PROBLEMS
1) In the essay on literary clunkers, shorten the paragraph beginning "Then there are the book fails" while keeping its main facts.
2) Return the passage of the essay on literary clunkers from "Then there are" up to and including "affected her writing.", copied word for word.
3) Resume the essay on literary clunkers, picking up right after its final sentence.

SELECTED EXTRACT
□ □ □ □ □ □ □

Posted: 07/31/11 12:44 PM ET

Even great novelists occasionally write a clunker -- sort of a loose cannon in a canon.

Often, the literary dud comes at or near the start of an author's career. For instance, Jack London's A Daughter of the Snows (1902) deserves kudos for starring a strong female character, but it's an awkward novel with stilted dialogue. Maybe London had to write it to get the hang of that fiction-book thing, because he quickly penned the amazing dog adventure The Call of the Wild (1903) and the superb nautical thriller The Sea-Wolf (1904).

Then there are the book fails that come at or near the end of an author's career. One example is Willa Cather's Sapphira and the Slave Girl (1940). Cather's 11 previous novels (published between 1912 and 1935) ranged from very good (O Pioneers! and Shadows on the Rock) to sublime (My Antonia and Death Comes for the Archbishop), but Sapphira is nearly unreadable. Cather was dealing with ill-health and perhaps some depression during the last decade of her life, so that undoubtedly affected her writing.

But some renowned authors received cash for clunkers during the height of their careers. For instance, Carson McCullers wrote the exquisite The Heart Is a Lonely Hunter and the stunning Reflections in a Golden Eye before coming out with her mostly tedious The Member of the Wedding. That last book has its moments and its admirers, but all I recall is being left at the altar of boredom.

□ □ □ □ □ □ □

DATASET ROWS
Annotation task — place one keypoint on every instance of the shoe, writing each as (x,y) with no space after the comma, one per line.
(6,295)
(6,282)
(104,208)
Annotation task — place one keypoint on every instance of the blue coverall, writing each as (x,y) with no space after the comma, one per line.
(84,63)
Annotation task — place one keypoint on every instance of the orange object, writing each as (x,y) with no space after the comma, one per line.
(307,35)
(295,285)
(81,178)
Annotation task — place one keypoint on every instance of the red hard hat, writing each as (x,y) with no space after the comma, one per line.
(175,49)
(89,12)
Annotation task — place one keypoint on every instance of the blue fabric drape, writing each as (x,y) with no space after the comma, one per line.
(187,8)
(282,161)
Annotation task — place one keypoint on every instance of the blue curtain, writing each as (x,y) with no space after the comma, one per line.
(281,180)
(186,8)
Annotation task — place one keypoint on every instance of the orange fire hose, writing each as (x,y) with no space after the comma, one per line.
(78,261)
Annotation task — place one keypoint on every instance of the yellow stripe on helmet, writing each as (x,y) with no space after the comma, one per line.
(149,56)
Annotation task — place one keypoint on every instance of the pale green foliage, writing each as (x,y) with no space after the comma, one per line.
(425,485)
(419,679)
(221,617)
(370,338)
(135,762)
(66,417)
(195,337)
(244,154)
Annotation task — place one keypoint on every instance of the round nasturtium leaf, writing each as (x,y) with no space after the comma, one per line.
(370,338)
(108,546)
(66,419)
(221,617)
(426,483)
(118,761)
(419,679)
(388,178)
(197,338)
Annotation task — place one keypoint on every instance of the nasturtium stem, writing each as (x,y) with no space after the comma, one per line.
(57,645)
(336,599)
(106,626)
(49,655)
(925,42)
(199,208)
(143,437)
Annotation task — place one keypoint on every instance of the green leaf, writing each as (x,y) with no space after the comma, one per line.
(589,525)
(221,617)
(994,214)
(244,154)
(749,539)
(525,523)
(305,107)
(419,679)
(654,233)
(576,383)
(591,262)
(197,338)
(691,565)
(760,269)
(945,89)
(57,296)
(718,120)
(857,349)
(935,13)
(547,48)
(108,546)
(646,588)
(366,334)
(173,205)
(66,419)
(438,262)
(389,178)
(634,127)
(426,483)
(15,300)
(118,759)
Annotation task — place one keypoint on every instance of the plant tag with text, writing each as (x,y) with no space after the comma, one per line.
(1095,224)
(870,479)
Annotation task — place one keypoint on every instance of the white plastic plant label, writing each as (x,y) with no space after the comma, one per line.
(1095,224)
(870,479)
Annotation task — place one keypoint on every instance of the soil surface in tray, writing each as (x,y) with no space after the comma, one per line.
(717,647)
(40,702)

□ □ □ □ □ □ □

ANSWERS PER TASK
1) Some weak books come late in a career, such as Willa Cather's Sapphira and the Slave Girl (1940). Her 11 earlier novels (1912–1935) ranged from very good (O Pioneers!, Shadows on the Rock) to sublime (My Antonia, Death Comes for the Archbishop), but Sapphira is nearly unreadable. Ill-health and perhaps some depression in her last decade undoubtedly affected her writing.

2)
Then there are the book fails that come at or near the end of an author's career. One example is Willa Cather's Sapphira and the Slave Girl (1940). Cather's 11 previous novels (published between 1912 and 1935) ranged from very good (O Pioneers! and Shadows on the Rock) to sublime (My Antonia and Death Comes for the Archbishop), but Sapphira is nearly unreadable. Cather was dealing with ill-health and perhaps some depression during the last decade of her life, so that undoubtedly affected her writing.

3)
John Steinbeck wrote books such as the masterful The Grapes of Wrath, the mesmerizing East of Eden, the delightful Tortilla Flat, and the late-career gem The Winter of Our Discontent. But he also authored the mid-career dud Burning Bright. It's an over-stylized novella about a guy upset that he can't father a child, and Steinbeck weirdly has him be a circus member in the book's first part, a farmer in the book's second part, etc., without time passing to switch professions. Maybe he's supposed to be an "everyman." Also, no Burning Bright characters talk like real human beings -- but at least they don't speak to a dad-who's-allegedly-now-a-tree like Joseph Wayne does in Steinbeck's To a God Unknown.

The dialogue almost always rings true in Stephen King's page-turning novels, but not so much in Cell. Even the plot machinery in that apocalyptic book grinds and wheezes, which is surprising for a marvelous author like King. Cell, though intermittently exciting, is one of King's very rare missteps.

Speaking of missteps, how about that supremely dopey sequel Tom Sawyer, Detective? Well, Mark Twain needed the money at the time.

If you'd like to mention any other book blunders by famous authors, or if you disagree with any of my dud determinations, I'm sure none of your comments below will be clunkers!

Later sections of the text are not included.